WHAT YOU ARE ASKED TO DO: Identify every line in the items below that contains the string "slope", and copy each such line in full.

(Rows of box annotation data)

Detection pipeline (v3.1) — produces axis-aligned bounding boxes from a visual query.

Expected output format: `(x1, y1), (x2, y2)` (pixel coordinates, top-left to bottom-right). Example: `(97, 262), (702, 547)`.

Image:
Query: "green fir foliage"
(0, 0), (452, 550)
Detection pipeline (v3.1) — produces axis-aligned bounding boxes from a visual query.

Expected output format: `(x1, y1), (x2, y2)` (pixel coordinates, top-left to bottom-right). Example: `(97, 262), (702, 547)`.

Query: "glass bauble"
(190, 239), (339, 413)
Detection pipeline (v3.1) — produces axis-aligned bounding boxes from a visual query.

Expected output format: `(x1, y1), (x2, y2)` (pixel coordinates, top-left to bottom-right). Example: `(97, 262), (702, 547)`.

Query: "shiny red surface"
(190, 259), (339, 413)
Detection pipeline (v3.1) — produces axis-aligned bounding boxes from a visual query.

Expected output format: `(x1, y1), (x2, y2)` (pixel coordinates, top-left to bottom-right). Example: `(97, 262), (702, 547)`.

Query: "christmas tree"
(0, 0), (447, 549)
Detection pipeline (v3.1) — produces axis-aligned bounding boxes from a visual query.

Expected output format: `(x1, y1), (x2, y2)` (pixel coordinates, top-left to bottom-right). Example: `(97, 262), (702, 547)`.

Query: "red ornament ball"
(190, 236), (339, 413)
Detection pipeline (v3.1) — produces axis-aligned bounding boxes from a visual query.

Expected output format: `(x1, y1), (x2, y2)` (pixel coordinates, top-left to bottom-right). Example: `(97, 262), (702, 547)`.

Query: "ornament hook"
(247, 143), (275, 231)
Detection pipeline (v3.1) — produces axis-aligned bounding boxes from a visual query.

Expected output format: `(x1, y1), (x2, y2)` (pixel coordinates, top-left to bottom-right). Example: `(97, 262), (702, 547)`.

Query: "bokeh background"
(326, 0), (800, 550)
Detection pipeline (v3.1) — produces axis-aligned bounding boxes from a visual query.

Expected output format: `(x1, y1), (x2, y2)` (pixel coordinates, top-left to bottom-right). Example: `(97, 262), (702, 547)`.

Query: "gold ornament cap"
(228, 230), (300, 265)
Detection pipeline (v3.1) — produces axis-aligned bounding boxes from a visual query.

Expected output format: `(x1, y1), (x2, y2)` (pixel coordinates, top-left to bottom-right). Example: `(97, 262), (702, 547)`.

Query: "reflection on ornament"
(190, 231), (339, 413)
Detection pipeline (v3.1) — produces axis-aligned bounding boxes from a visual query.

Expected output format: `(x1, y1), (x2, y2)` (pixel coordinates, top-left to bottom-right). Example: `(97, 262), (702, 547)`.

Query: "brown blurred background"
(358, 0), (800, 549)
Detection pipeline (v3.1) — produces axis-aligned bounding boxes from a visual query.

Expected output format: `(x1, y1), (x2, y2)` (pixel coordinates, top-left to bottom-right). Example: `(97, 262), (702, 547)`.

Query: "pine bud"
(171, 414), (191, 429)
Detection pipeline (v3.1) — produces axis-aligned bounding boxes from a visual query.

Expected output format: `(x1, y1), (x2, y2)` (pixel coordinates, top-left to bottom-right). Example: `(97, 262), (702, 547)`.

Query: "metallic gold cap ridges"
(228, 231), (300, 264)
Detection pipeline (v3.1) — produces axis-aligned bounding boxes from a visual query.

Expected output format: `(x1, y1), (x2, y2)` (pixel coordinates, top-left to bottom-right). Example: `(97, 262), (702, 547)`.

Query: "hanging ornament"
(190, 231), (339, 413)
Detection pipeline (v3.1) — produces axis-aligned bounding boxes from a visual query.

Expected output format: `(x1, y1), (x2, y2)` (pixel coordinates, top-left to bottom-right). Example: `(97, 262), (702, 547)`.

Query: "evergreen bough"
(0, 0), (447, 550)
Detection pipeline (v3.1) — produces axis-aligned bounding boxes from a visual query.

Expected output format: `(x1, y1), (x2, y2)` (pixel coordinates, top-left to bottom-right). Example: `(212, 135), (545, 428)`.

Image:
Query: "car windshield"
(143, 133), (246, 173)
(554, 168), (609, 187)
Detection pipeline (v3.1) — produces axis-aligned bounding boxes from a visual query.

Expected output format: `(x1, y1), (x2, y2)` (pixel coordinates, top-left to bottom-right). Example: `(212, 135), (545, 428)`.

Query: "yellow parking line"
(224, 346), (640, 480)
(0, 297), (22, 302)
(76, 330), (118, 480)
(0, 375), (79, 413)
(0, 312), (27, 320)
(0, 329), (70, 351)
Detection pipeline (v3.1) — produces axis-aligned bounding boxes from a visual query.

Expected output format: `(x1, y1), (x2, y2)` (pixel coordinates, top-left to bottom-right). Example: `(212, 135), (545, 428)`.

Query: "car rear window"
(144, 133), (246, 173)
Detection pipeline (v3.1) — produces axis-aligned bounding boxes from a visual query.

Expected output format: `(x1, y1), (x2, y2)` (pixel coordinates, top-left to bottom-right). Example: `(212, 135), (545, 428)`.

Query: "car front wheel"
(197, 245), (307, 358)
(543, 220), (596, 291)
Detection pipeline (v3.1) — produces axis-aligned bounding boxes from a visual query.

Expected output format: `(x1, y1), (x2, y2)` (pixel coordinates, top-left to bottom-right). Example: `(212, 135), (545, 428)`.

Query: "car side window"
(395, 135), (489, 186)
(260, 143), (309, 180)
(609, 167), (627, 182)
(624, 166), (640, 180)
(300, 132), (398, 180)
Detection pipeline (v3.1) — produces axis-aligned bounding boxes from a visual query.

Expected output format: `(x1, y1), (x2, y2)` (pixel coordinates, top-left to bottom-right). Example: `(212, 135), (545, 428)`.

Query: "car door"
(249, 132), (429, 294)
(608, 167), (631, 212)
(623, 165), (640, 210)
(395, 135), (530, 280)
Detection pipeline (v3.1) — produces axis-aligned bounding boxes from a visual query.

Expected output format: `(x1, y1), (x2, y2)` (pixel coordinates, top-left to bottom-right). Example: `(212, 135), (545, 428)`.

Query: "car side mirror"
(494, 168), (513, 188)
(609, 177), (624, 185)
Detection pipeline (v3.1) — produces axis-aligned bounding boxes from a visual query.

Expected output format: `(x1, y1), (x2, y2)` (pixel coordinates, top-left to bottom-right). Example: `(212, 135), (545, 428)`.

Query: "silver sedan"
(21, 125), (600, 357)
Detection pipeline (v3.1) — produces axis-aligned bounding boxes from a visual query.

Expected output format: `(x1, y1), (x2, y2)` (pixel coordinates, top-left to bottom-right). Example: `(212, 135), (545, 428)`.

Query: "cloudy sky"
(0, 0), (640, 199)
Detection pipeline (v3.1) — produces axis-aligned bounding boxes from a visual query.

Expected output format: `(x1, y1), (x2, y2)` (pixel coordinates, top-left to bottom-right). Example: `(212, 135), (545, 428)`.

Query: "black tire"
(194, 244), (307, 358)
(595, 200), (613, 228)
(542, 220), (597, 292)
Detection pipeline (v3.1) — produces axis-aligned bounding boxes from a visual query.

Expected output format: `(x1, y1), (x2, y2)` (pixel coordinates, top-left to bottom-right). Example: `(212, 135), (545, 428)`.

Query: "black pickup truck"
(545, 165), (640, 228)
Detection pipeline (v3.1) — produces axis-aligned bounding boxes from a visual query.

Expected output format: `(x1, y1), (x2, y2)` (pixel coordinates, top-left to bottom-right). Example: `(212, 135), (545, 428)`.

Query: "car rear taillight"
* * *
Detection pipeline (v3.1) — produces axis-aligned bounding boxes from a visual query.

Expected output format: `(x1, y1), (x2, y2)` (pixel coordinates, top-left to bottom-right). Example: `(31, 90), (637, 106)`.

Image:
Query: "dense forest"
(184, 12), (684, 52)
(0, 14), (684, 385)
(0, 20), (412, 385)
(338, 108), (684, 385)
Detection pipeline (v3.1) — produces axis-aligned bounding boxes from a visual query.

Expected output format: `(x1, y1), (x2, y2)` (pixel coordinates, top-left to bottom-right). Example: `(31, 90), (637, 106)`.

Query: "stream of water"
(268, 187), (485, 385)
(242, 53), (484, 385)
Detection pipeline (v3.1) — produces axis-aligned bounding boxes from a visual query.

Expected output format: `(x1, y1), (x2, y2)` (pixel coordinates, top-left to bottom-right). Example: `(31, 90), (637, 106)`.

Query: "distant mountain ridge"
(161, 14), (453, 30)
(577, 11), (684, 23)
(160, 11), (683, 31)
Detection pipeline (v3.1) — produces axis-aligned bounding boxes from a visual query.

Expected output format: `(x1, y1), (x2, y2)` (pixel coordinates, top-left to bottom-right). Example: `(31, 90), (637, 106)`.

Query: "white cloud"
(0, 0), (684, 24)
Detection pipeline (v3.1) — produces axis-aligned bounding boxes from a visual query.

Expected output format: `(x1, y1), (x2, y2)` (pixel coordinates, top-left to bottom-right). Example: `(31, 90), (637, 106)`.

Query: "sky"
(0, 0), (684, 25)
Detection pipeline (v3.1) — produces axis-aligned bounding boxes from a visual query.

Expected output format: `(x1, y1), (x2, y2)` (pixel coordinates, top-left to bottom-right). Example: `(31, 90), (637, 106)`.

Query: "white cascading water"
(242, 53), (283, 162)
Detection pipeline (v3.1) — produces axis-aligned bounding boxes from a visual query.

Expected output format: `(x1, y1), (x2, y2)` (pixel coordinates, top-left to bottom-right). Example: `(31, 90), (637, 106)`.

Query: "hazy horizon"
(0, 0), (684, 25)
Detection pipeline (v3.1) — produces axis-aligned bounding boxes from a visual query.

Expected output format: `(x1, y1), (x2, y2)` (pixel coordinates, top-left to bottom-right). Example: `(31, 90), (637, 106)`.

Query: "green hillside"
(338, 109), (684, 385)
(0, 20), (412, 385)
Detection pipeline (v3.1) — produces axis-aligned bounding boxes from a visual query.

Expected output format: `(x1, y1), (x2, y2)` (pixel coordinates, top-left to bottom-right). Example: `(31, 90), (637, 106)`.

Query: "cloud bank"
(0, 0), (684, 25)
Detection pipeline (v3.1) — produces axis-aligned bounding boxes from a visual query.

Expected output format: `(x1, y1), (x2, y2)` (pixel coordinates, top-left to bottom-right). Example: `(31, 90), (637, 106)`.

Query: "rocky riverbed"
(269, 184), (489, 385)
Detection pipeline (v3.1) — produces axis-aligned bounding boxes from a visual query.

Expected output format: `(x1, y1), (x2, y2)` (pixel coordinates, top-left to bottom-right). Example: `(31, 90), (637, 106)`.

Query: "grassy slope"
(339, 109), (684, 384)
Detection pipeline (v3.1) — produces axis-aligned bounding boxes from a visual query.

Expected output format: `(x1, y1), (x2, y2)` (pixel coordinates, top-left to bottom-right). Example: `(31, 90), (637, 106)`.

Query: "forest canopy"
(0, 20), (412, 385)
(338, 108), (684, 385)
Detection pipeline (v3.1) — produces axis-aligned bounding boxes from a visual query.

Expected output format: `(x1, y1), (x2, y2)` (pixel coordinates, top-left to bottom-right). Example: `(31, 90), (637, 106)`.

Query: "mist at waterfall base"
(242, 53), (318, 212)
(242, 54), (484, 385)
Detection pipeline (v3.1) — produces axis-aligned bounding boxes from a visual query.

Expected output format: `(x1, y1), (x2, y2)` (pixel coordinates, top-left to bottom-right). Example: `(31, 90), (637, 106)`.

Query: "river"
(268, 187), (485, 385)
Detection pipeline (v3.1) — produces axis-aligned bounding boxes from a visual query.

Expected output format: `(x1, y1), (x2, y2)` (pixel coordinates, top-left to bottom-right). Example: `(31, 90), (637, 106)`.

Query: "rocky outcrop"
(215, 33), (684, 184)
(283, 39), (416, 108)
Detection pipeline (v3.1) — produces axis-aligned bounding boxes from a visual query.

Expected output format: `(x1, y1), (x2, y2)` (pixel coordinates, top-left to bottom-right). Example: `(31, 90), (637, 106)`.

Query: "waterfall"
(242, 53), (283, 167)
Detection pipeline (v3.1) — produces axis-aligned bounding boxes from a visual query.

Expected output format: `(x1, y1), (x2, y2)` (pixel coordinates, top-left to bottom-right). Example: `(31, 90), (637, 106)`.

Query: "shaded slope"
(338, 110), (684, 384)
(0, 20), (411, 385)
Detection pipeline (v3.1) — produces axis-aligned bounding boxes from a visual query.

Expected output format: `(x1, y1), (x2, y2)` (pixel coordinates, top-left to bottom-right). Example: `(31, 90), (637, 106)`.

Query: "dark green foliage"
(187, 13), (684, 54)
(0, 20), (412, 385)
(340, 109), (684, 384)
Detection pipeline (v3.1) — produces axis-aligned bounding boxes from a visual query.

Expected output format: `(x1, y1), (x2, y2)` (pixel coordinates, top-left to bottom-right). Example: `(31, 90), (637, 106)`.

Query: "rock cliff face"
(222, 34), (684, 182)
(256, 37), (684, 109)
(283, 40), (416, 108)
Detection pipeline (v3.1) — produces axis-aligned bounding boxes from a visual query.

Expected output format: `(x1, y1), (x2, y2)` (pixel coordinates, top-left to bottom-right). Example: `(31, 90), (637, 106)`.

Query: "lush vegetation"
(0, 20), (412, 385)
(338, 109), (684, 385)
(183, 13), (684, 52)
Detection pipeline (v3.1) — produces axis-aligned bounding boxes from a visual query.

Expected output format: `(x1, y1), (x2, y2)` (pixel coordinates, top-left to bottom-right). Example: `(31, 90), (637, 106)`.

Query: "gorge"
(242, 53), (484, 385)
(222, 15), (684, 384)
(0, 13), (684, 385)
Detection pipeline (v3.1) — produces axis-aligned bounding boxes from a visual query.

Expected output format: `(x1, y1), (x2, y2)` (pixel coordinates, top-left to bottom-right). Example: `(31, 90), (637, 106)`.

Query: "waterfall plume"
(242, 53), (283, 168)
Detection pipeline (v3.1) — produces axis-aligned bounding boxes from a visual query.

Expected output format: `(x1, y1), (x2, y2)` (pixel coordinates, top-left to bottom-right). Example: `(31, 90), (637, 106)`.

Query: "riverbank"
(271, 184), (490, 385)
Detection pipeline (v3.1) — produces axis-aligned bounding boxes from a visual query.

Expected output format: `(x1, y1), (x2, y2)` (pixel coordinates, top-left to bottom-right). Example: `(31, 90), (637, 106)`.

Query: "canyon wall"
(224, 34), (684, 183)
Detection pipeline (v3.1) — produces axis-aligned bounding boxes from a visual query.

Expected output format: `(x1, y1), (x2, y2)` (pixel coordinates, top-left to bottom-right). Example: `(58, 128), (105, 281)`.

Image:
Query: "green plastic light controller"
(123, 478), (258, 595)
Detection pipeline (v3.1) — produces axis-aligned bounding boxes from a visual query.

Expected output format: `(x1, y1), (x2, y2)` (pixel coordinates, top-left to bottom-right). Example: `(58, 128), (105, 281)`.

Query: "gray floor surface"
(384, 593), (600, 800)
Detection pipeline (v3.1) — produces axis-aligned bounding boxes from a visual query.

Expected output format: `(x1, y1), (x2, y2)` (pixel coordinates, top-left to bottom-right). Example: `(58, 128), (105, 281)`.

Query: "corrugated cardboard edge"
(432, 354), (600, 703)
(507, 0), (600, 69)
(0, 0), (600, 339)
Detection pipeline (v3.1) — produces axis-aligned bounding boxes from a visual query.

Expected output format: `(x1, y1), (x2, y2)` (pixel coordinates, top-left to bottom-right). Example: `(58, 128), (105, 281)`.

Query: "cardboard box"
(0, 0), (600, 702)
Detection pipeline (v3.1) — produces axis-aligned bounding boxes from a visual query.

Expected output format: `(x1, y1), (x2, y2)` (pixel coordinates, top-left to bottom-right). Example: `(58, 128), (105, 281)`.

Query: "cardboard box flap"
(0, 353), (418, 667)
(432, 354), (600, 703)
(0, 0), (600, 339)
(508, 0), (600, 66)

TASK OUTPUT:
Query: "grassy slope"
Query: "shaded slope"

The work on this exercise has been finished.